■ Textauszug ■
━━━
Värmland
Bemerkungen über den menschlichen Genius
Künstler,
Gutsherren und Gelehrte
In
Arvika hat sich mit der Rackstadgruppe zur Jahrhundertwende
eine Künstlerkolonie niedergelasssen, die in Schweden
der Nationalromantik Ausdruck gegeben haben. In Arvika angekommen,
fahren wir beim Kreisverkehr links und folgen dem Schild Rackstadmuseum/
Oppstuhage.
Von
Eduard Nöstl
Oppstuhage
ist der Name eines kleinen Gebäudes, in dem der Kunsttischler
und Bildhauer Christian Eriksson seine Bleibe gefunden hat.
Christian Eriksson hatte sich hierher zurückgezogen,
als es ihm im mondänen Paris zuviel geworden war. Er
und seine schöne Frau Jeanne Tranmcourt, von Künstlerkollegen
liebevoll als "Orchidee im Kartoffelacker" apostrophiert,
schufen sich hier ein Atelier, wohin sich auch andere Künstler
wie Gustaf und Maja Fjaestad 1898, oder Björn und Elsa
Ahlgrensson ein paar Jahre später, sowie Fritz Lindström
1903 zurückzogen, wenn sie nicht gerade von Aufträgen
in die Metropolen Schwedens gerufen wurden.
"Komm
sofort hierher, ich habe den schönsten Platz auf der
Welt gefunden und zwar in Arvika am Rackensee. Was ist schon
Italien dagegen!" So lyrisch beschrieb Gustaf Fjaestad
das neue Künstlerzentrum, als er in Stockholm auf Björn
Ahlgrensson stiess, der gerade aus Paris zurückgekommen
war und sich mit Künstlerkollegin Elsa Lindström
verlobt hatte.
Ein
lustiges Leben mit frohen Festen und hartem Schaffen begann
in Arvika. Einigen Künstlern war es vergönnt, zu
Lebzeiten ins Walhalla der Künstler aufzusteigen, Christian
Eriksson etwa, der als Möbeltischler begann und als gefeierter
Bildhauer den Höhepunkt seiner Karriere erreichte. Andere,
wie Björn Ahlgrensson sollten erst spät, zu spät,
zu Ruhm und Ehren kommen. Sein Bild "Skymningsglöden",
"Abenddämmerglut", zierte erst 80 Jahre nach
seinem Entstehen das Titelblatt des Katalogs für die
Ausstellung "Northern Light" des Nordischen Museums.
━━━
■ Aufgaben ■
a) Gib aus dem Textauszug über die Künstlerkolonie in Arvika den Abschnitt wörtlich wieder, der mit den Worten „Christian Eriksson hatte“ beginnt und mit „Schwedens gerufen wurden.“ endet.
b) Wie bezeichneten Künstlerkollegen laut dem Textauszug über die Künstlerkolonie in Arvika Jeanne Tranmcourt?
Die anschließende Liste ist eigenständiges Material und gehört nicht zum Textauszug.

■ Vorliegende Angaben ■
━━━
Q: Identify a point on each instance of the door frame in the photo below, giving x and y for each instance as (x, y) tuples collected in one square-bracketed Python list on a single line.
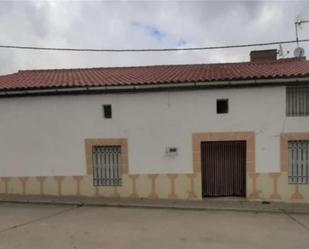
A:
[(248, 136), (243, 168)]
━━━
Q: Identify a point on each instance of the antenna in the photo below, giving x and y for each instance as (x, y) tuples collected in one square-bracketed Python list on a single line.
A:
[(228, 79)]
━━━
■ Lösungen ■
a)
Christian Eriksson hatte sich hierher zurückgezogen,
als es ihm im mondänen Paris zuviel geworden war. Er
und seine schöne Frau Jeanne Tranmcourt, von Künstlerkollegen
liebevoll als "Orchidee im Kartoffelacker" apostrophiert,
schufen sich hier ein Atelier, wohin sich auch andere Künstler
wie Gustaf und Maja Fjaestad 1898, oder Björn und Elsa
Ahlgrensson ein paar Jahre später, sowie Fritz Lindström
1903 zurückzogen, wenn sie nicht gerade von Aufträgen
in die Metropolen Schwedens gerufen wurden.

b) Als „Orchidee im Kartoffelacker“.